**ЗАДАНИЯ**:
- a) Какой век, согласно отрывку, на своем исходе подтвердил репутацию эпохи великих перемен и потрясений?
- b) Обновите отрывок: приведите его заново от слов «Пройдет время, и» до слов «кто живет теперь.» включительно, заменив «на земле» на «на свете».

**ПРЕДОСТАВЛЕННЫЙ ОТРЫВОК**:
::::

Пройдет время, и мы уйдем навеки, нас забудут, забудут наши лица, голоса и сколько нас было, но страдания наши перейдут в радость для тех, кто будет жить после нас, счастье и мир настанут на земле, и помянут добрым словом и благословят тех, кто живет теперь.
А. П. Чехов «Три сестры»Рецензенты:
С. И. Васильцов, доктор исторических наук Н. Н. Поташинская, кандидат исторических наук
© В. К. Коломиец, 2013
Введение
В том рвении, с каким общество познает прошлое, как свое собственное, так и иных стран и народов, возможны крайности двоякого рода – от полного «огосударствления» сферы историописания, когда государство принимает на себя функции некоего подобия «министерства исторической истины», до столь же императивных установок на полную свободу историописательского творчества, призванного, искоренив «белые пятна» истории, объяснить все былое с позиций того или иного «историографического ревизионизма». Коллизия этих двух диаметрально противоположных подходов к историческому познанию особо ощутима во времена «исторических ренессансов», приходящихся в большинстве случаев на «точки перегиба» – переломные моменты в общественном развитии.
На своем исходе XX век подтвердил изначально закрепленную за ним историческую репутацию эпохи великих перемен и потрясений, которые обернулись отрицанием его же собственных устоев. Последние десятилетия минувшего столетия вошли в историю как время упадка идеологий, утопий и антиутопий, краха систем геополитического равновесия, еще совсем недавно казавшихся незыблемыми, радикальных преобразований в общественном устройстве, смены традиционных моделей политического развития. Общество, всей силой этих обстоятельств одержимое идеями обновления, неминуемо устремленное в будущее, неизбежно оказывается, как то имеет место в эпохи великих общественных разломов, перед необходимостью ретроспекции – осмысления собственного прошлого, соотнесения с ним своего настоящего и проектов прозреваемого будущего.

::::

**ИСХОДНЫЕ ДАННЫЕ**:

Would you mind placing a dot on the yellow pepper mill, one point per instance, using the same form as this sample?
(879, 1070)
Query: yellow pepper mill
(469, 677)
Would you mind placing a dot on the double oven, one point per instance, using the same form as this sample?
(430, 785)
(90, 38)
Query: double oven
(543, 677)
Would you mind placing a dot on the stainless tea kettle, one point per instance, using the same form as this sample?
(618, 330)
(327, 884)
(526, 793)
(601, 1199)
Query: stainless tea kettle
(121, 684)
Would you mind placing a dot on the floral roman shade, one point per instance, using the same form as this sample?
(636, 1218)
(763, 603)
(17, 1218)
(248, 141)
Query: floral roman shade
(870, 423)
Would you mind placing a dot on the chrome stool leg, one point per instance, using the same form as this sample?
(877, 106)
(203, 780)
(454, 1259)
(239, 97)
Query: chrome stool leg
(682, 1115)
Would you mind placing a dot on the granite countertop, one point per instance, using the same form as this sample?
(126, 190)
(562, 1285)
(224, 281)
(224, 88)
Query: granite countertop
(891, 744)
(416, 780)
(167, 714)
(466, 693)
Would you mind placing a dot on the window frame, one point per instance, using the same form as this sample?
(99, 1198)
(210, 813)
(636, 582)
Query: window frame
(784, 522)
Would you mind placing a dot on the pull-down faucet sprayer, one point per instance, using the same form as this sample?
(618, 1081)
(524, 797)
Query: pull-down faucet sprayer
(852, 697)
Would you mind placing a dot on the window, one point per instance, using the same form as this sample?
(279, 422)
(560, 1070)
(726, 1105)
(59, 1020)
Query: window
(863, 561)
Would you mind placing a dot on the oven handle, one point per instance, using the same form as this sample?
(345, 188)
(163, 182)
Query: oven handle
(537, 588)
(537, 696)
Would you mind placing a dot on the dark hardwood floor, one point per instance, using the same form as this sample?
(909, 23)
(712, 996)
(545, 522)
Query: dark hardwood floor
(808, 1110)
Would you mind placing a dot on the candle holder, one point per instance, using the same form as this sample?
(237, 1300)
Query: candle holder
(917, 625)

::::

**ОТВЕТЫ К УПРАЖНЕНИЮ**:
- a) XX век.

- b)
Пройдет время, и мы уйдем навеки, нас забудут, забудут наши лица, голоса и сколько нас было, но страдания наши перейдут в радость для тех, кто будет жить после нас, счастье и мир настанут на свете, и помянут добрым словом и благословят тех, кто живет теперь.